### Prompt
How many lines of the records below contain the string "pole"? Case counts, so give only the number.

### Input material
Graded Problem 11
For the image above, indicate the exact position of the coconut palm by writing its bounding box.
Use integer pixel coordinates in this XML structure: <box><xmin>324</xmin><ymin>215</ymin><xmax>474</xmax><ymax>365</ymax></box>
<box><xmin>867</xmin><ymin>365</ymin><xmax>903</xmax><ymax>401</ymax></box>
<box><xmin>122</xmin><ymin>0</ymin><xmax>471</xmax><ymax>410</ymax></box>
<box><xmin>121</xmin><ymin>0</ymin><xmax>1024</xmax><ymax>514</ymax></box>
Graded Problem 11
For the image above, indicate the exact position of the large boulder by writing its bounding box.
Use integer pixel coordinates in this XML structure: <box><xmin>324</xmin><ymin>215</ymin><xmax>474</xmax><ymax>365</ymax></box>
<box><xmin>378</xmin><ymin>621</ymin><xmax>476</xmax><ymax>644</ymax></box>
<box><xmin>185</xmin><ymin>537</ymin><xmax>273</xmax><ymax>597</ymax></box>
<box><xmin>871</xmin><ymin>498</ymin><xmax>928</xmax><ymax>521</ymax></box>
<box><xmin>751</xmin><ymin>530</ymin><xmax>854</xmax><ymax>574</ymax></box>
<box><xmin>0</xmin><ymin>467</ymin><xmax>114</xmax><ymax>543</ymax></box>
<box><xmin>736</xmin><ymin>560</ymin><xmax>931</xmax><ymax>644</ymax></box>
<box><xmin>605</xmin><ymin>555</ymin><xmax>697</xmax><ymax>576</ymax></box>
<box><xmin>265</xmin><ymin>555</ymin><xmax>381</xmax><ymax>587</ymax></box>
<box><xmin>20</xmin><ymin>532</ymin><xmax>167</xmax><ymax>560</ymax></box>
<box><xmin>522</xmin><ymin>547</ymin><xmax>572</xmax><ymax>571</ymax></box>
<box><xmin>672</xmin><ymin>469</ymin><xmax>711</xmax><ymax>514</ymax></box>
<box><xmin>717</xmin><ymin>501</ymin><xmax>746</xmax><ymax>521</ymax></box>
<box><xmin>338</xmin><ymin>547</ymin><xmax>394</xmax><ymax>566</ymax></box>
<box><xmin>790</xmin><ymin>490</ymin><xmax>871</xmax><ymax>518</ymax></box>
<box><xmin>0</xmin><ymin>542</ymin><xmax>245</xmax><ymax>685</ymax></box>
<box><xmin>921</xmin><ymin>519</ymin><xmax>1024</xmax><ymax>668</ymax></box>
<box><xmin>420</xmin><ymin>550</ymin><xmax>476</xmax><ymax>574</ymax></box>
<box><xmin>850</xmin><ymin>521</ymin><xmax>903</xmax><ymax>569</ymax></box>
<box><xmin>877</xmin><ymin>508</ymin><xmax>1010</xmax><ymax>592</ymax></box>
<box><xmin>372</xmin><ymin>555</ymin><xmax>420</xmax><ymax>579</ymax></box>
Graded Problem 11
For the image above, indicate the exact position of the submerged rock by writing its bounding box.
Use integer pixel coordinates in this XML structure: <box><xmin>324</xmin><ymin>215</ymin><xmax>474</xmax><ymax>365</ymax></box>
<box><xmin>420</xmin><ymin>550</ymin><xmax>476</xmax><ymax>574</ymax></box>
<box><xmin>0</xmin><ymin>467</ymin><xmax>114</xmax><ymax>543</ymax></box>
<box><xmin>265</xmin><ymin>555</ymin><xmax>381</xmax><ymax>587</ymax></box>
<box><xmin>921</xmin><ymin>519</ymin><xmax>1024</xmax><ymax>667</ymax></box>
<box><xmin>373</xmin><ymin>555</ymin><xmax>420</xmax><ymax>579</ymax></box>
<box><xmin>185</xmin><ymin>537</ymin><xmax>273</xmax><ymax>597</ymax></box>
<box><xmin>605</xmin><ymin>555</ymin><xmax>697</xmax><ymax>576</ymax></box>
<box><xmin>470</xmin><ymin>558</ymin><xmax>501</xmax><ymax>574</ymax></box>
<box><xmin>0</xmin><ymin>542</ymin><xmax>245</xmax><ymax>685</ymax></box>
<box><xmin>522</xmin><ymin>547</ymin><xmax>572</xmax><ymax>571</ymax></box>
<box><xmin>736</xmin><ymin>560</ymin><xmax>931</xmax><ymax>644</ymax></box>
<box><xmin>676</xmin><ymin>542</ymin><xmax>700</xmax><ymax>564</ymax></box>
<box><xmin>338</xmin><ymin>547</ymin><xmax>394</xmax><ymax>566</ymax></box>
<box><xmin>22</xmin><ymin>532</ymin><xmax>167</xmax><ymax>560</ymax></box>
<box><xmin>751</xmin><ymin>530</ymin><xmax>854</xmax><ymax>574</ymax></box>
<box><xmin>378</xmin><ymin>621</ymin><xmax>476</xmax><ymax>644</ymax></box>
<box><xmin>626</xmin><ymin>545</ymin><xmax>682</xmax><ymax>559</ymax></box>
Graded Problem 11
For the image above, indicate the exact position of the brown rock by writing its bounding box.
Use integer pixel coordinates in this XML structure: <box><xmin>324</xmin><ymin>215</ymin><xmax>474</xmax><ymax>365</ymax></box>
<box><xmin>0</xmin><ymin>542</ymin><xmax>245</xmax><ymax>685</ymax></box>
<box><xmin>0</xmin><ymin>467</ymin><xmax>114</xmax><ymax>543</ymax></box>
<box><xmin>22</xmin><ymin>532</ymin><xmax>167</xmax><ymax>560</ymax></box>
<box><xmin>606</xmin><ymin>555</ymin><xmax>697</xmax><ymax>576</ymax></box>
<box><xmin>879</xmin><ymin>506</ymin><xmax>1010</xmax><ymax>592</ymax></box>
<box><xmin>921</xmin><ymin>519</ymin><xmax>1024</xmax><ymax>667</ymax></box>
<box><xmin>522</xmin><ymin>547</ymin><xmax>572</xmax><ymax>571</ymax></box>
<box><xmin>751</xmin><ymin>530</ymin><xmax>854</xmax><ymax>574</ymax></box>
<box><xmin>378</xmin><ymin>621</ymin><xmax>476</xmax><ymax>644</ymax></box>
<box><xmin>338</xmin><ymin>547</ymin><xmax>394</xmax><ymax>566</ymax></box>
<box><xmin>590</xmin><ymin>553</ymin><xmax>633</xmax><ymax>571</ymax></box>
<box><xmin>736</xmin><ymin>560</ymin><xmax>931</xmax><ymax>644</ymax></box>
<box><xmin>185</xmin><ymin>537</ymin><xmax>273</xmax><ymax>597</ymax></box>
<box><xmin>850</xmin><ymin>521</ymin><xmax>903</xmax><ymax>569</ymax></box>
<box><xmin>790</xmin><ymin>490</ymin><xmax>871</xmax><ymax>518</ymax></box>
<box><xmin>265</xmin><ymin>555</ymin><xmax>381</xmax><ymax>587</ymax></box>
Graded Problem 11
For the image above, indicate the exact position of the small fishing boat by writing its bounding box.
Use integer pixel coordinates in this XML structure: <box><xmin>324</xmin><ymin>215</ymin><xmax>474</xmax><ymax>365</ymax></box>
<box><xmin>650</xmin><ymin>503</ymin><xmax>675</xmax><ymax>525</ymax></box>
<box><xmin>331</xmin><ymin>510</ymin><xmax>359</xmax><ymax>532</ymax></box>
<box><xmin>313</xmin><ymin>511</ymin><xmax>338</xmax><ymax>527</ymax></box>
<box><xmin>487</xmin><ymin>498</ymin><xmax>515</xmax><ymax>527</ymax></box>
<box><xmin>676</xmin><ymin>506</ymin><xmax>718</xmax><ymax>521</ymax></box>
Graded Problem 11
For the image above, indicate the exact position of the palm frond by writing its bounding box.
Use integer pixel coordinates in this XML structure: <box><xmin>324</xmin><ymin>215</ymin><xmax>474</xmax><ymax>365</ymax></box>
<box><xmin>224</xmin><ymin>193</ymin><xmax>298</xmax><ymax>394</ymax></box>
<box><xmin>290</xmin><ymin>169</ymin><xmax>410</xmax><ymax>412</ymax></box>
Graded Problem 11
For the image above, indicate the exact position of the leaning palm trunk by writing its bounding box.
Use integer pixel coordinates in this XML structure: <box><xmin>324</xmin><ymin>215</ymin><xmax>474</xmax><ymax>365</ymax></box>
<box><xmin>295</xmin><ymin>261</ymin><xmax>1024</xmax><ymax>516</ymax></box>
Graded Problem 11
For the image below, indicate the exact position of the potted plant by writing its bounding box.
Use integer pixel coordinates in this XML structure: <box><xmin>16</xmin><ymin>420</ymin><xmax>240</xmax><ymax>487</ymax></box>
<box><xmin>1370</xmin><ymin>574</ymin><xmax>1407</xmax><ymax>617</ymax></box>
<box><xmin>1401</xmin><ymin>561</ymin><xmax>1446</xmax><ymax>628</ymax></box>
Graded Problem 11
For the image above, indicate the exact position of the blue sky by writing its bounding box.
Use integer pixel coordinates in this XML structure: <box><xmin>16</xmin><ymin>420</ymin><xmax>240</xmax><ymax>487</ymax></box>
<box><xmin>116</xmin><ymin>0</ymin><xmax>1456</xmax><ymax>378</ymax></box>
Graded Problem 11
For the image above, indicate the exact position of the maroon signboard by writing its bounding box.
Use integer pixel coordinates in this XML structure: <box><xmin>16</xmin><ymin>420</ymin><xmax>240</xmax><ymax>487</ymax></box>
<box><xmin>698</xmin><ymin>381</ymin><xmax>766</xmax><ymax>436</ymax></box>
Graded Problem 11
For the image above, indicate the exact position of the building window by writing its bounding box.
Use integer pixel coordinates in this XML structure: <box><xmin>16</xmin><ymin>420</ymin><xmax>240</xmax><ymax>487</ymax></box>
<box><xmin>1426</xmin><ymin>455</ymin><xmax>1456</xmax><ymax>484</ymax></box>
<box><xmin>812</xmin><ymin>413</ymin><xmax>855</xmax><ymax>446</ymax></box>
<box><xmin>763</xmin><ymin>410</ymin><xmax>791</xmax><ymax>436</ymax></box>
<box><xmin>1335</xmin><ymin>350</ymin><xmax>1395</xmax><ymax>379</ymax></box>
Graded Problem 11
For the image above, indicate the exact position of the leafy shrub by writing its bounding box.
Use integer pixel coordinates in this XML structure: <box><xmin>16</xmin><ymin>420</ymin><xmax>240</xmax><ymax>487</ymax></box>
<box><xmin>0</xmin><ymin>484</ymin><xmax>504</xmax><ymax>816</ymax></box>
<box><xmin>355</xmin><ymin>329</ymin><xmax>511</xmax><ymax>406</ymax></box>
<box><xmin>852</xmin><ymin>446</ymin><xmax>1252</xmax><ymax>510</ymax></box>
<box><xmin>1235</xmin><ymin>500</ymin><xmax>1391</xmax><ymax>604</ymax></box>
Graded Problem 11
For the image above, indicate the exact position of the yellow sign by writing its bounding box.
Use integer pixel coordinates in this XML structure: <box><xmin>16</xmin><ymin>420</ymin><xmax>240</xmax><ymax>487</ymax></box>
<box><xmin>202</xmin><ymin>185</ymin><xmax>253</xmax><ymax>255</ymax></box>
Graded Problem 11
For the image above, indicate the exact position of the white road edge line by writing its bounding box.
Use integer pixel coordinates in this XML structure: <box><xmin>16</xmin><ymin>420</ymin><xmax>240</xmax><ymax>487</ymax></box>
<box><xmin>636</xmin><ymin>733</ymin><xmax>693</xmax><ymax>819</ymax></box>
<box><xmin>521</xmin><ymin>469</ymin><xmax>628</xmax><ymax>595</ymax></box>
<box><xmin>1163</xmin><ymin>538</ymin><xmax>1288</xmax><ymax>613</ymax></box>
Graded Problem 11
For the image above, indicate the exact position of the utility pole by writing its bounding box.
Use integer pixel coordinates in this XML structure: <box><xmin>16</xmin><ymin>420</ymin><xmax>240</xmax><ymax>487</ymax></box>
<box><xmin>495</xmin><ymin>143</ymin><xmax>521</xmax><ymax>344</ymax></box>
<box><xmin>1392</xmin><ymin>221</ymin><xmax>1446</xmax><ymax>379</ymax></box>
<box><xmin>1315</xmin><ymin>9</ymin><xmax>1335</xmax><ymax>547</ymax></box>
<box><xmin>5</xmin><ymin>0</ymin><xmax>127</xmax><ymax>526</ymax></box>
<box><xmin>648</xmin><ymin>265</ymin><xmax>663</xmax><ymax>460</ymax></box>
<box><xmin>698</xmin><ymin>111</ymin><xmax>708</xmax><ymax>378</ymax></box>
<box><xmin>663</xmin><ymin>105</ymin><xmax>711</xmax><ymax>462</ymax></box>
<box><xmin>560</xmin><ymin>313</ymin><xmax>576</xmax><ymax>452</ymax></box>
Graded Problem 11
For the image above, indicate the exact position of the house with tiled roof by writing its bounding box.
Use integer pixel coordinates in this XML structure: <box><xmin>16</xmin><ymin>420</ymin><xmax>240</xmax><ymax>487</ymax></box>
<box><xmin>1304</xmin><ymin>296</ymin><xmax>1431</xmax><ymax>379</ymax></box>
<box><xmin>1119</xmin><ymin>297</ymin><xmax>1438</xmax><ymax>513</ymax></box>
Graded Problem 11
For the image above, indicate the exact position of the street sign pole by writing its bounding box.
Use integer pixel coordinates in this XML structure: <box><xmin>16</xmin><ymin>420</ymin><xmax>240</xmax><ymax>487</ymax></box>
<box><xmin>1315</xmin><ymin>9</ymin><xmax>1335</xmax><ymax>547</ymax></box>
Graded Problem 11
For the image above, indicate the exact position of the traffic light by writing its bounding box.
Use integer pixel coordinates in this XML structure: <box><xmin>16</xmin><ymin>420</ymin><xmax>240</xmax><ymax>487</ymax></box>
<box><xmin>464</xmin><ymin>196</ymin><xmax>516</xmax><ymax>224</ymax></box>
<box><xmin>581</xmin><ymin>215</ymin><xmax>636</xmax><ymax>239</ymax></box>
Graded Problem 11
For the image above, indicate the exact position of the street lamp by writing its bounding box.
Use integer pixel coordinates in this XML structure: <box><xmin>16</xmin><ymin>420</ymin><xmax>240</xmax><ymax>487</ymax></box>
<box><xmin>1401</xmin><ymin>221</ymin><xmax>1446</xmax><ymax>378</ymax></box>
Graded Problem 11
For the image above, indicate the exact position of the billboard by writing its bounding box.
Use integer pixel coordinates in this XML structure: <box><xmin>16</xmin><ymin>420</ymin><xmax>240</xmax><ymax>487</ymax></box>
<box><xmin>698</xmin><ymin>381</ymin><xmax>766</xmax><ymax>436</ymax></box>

### The completed task
2